▶ **Stated exercise 1**: Please rewrite the Rio Baker trip report from "Sam and I were" up to and including "Baker didn’t disappoint.", replacing "rented truck" with "rented van".
▶ **Stated exercise 2**: In the Rio Baker trip report, how many days was the sea kayak trip?
▶ **Stated exercise 3**: Write the next part of the Rio Baker trip report, picking up after its final sentence.

▶ **Document**:

++++++++++

Trip to Chile Part 2: Rio Baker ~”Frisky Turbulences”

Sam and I were cruising along the Carrera Austral, Chile’s “highway”, continuously impressed with the stunning views of central Patagonia. We had hiked the stout Cerro Castillo hike, visited the Marble Caves…around and in…and stocked up for several weeks of camping out of our rented truck. Making our way toward Cochrane, we were meeting with “Rolando”, our Chilean River guide for a 4-day sea kayak trip on the Rio Baker. This wasn’t a trip we’d known about until just two or three days before. In fact, we hadn’t planned to do a lot of paddling on this trip, if any, but to cover my bases I’d thrown some 1-mms and a pair of Astrals in my travel duffle just in case. The timing just fell into place and now we were prepping for a river trip. The Baker didn’t disappoint.

++++++++++

▶ **Information shown**:
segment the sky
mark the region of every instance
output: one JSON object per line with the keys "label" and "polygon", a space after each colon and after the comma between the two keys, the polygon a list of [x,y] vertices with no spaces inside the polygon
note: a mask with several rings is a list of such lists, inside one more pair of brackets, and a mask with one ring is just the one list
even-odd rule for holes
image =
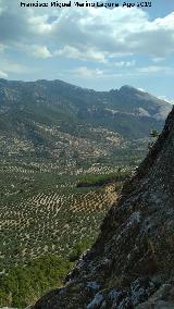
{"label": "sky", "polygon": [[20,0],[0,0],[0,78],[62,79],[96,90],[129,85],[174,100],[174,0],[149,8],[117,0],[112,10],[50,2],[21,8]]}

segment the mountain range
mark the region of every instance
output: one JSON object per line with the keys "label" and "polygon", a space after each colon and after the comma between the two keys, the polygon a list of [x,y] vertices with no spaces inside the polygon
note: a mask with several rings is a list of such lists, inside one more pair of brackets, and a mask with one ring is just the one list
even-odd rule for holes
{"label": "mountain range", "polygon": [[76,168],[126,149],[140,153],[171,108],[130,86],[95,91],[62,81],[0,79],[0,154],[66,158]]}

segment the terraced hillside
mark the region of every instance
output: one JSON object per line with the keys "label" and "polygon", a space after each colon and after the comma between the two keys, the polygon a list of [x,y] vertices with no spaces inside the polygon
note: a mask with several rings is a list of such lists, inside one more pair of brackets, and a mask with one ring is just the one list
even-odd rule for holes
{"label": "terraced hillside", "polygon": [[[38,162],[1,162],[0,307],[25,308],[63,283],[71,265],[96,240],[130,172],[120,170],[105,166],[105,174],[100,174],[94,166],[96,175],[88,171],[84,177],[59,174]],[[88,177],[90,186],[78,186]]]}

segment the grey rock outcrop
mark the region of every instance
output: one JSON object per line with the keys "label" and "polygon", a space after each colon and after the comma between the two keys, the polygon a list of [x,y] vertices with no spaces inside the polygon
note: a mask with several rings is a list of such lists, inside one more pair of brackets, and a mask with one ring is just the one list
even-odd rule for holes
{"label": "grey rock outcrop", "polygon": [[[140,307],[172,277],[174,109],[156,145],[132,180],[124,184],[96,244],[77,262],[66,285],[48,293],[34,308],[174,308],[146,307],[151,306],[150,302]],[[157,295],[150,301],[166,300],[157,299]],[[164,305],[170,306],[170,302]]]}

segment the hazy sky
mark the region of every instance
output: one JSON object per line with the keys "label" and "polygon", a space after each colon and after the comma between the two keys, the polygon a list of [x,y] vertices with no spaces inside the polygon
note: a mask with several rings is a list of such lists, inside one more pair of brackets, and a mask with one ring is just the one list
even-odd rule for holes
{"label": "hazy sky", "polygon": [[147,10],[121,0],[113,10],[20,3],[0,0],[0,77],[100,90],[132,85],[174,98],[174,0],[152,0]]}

++++++++++

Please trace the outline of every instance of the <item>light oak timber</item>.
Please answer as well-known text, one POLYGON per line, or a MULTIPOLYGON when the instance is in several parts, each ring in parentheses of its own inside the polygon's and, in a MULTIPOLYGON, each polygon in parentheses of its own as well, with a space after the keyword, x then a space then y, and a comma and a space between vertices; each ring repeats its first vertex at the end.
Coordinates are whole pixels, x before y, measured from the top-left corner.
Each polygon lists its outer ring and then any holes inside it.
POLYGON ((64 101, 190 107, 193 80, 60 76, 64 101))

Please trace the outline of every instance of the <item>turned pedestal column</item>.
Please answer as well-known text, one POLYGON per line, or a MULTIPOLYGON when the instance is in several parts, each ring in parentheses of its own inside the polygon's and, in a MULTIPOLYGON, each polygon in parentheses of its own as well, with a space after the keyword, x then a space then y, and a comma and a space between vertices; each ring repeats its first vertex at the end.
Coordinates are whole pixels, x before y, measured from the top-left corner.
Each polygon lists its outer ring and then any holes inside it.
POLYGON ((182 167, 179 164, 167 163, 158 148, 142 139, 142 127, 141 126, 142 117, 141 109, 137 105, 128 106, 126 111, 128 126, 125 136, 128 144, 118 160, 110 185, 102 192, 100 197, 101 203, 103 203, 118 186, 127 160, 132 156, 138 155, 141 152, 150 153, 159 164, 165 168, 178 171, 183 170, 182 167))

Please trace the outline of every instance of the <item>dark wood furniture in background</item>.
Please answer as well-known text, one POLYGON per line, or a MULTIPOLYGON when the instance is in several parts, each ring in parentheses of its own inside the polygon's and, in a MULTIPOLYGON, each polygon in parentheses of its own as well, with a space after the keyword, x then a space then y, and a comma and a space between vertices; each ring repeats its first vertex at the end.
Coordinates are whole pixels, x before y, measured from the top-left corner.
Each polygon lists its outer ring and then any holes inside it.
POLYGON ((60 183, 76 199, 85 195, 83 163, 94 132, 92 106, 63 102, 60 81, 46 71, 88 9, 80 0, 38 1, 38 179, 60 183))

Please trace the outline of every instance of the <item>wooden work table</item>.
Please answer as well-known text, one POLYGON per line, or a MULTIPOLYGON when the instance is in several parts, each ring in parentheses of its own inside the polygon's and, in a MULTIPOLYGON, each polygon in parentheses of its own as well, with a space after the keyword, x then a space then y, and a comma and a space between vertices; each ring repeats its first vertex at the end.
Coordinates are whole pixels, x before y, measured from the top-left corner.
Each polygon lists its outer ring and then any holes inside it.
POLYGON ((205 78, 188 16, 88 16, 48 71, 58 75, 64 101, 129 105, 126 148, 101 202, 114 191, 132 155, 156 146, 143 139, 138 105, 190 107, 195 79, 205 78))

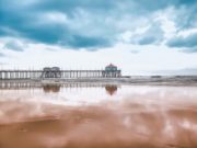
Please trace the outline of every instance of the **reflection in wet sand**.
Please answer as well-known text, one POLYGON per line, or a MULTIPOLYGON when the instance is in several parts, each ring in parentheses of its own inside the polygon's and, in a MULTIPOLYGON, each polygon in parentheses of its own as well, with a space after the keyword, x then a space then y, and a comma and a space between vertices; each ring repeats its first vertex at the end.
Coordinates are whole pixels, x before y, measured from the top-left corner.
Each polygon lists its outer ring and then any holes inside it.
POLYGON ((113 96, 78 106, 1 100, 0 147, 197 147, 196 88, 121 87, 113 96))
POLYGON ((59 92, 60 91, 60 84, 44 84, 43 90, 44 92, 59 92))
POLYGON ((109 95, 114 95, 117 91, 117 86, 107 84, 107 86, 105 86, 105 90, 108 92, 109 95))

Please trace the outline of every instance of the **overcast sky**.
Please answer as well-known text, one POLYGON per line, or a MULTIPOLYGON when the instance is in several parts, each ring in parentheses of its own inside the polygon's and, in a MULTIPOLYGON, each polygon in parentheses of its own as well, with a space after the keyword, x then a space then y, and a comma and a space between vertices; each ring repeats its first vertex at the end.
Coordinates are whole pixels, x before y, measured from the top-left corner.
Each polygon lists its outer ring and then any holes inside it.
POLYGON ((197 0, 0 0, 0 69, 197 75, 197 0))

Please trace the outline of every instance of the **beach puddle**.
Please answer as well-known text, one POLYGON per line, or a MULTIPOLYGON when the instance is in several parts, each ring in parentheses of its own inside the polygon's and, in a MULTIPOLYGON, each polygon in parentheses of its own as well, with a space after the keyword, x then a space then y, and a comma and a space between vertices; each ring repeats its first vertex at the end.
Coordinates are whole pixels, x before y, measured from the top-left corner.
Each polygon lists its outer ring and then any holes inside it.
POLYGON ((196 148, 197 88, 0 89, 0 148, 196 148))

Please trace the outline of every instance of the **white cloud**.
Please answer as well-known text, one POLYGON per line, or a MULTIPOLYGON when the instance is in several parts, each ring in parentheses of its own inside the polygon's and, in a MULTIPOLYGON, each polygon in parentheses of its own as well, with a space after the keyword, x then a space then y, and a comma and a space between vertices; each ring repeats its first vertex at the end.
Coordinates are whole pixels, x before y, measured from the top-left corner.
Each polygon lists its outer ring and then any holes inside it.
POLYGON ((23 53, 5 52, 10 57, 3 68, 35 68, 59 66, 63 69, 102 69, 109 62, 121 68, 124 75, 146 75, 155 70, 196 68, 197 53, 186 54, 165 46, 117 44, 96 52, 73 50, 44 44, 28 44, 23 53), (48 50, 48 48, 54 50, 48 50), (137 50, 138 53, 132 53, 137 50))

++++++++++

▶ **Written answer 1**:
Sam and I were cruising along the Carrera Austral, Chile’s “highway”, continuously impressed with the stunning views of central Patagonia. We had hiked the stout Cerro Castillo hike, visited the Marble Caves…around and in…and stocked up for several weeks of camping out of our rented van. Making our way toward Cochrane, we were meeting with “Rolando”, our Chilean River guide for a 4-day sea kayak trip on the Rio Baker. This wasn’t a trip we’d known about until just two or three days before. In fact, we hadn’t planned to do a lot of paddling on this trip, if any, but to cover my bases I’d thrown some 1-mms and a pair of Astrals in my travel duffle just in case. The timing just fell into place and now we were prepping for a river trip. The Baker didn’t disappoint.

▶ **Written answer 2**: Four days.

▶ **Written answer 3**:
It’s wise to have plenty of time as you’re driving toward any destination in Central Patagonia. You’re going to stop a LOT. Too many amazing views and sites to see. We’d embraced that mindset as we drove south but eventually arrived to meet the crew in the Cochrane Plaza. It would be Sam and I, Rolando and his guide “Gary”, Rodrigo and Aldo (two “early 30-something” social workers from northern Chile) and Sergio and Pascal (two 60-somethings…Chilean and French, respectively). The team set off the next morning about 10km north of Cochrane, having packed our kayaks and completed a safety talk….in Spanish. Sam and I were in a tandem which works surprisingly well for us.

Lunch that first day covered my introduction to the rules of Mate. Sidenote: I’d (mistakenly) thought that coffee was pervasive in Chile. It is definitely not. In fact, most coffee available is instant, and finding really good coffee, for us coffee snobs here in the Pac NW, is basically impossible. I’m an addict and thankfully I will lower my standards to just about any hot, brown liquid tasting remotely like coffee, when the circumstances demand it. Mate is the standard in Chile and there are rituals when drinking it. For example, there is a single “server” who offers and is in charge of the drinking during that session. We also learned that other regions have rules specific to their region. Mate…which is essentially a tree bark brewed like tea…has a distinct taste. Obviously many love it. I did not, but I drank this first time, and then respectfully “no thank you-ed” myself out of the circle. Mate breaks are much like smoke breaks in the 1980’s. Expected and frequent.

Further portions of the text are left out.